» **WHAT IS EXPECTED**: Turn every item below into a two-column CSV with the headers item_text and answer, one row per item. Put the item's text in the first field and its answer in the second, wrapping each field in double quotes and replacing line breaks with spaces.

* start *

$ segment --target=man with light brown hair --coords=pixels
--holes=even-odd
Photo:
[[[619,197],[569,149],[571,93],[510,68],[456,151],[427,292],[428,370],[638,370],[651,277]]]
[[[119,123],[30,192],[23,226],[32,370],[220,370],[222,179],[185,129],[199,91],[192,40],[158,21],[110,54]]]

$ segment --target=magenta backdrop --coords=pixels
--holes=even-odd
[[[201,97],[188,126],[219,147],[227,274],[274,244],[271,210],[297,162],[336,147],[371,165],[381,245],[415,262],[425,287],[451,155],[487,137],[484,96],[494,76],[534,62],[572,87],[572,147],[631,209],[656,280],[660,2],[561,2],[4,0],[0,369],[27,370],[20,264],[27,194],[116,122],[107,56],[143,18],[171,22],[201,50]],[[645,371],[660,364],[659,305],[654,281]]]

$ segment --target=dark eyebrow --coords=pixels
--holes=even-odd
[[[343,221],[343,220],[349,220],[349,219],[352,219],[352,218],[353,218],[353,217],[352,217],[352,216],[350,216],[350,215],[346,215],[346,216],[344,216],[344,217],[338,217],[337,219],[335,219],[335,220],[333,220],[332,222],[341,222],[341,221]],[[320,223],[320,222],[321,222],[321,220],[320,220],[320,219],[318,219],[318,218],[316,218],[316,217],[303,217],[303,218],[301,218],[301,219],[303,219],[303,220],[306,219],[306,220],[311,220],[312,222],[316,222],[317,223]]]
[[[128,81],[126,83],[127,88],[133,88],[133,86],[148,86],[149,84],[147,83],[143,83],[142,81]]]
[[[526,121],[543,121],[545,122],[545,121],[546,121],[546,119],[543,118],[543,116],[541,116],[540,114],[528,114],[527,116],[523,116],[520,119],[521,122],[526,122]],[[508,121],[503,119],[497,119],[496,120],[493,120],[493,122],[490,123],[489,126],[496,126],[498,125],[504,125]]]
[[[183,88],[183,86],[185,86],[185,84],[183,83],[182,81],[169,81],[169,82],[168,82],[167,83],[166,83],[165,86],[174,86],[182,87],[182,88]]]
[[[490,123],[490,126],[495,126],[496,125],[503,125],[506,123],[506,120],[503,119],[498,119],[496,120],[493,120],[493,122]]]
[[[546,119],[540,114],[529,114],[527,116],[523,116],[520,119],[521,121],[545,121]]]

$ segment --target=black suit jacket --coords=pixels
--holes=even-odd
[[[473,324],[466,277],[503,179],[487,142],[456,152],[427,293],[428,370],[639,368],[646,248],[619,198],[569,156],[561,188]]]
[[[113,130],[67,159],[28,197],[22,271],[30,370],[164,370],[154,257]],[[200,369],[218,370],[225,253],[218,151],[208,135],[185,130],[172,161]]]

* end *

» **ANSWER TO THE PROBLEM**:
item_text,answer
"$ segment --target=man with light brown hair --coords=pixels --holes=even-odd Photo:","[[[619,197],[569,149],[571,93],[510,68],[456,151],[427,292],[428,370],[638,370],[651,277]]] [[[119,123],[30,192],[23,226],[32,370],[220,370],[222,179],[185,129],[199,91],[192,40],[158,21],[110,54]]]"
"$ segment --target=magenta backdrop --coords=pixels --holes=even-odd","[[[201,97],[188,126],[219,147],[227,274],[274,244],[271,210],[297,162],[336,147],[371,165],[381,245],[415,262],[425,287],[451,155],[487,137],[484,96],[494,76],[534,62],[572,87],[572,147],[631,209],[656,280],[660,2],[561,2],[4,0],[0,369],[27,370],[20,264],[27,194],[116,122],[107,56],[143,18],[171,22],[201,50]],[[645,371],[660,364],[659,305],[654,281]]]"
"$ segment --target=dark eyebrow --coords=pixels --holes=even-odd","[[[343,221],[343,220],[349,220],[349,219],[352,219],[352,218],[353,218],[353,217],[352,217],[352,216],[350,216],[350,215],[346,215],[346,216],[344,216],[344,217],[338,217],[337,219],[335,219],[335,220],[333,220],[332,222],[341,222],[341,221]],[[320,223],[320,222],[321,222],[321,220],[320,220],[320,219],[318,219],[318,218],[316,218],[316,217],[303,217],[303,218],[301,218],[301,219],[303,219],[303,220],[306,219],[306,220],[311,220],[312,222],[316,222],[317,223]]] [[[128,81],[126,83],[127,88],[133,88],[133,86],[148,86],[149,84],[147,83],[143,83],[142,81]]] [[[526,121],[543,121],[545,122],[545,121],[546,121],[546,119],[543,118],[543,116],[541,116],[540,114],[528,114],[527,116],[523,116],[520,119],[521,122],[526,122]],[[508,121],[503,119],[497,119],[496,120],[493,120],[493,122],[490,123],[489,126],[496,126],[498,125],[504,125]]] [[[183,88],[183,86],[185,86],[185,84],[183,83],[182,81],[169,81],[169,82],[168,82],[167,83],[166,83],[165,86],[174,86],[182,87],[182,88]]] [[[490,123],[490,126],[495,126],[496,125],[503,125],[506,123],[506,120],[503,119],[498,119],[496,120],[493,120],[493,122]]] [[[546,119],[540,114],[529,114],[527,116],[523,116],[520,119],[521,121],[545,121]]]"
"$ segment --target=black suit jacket --coords=pixels --holes=even-odd","[[[473,324],[466,277],[503,179],[487,142],[456,152],[427,293],[428,370],[639,368],[646,248],[619,198],[569,156],[561,188]]] [[[113,130],[67,159],[28,197],[22,271],[30,370],[164,370],[154,257]],[[200,369],[218,370],[225,253],[218,151],[208,135],[185,130],[172,161]]]"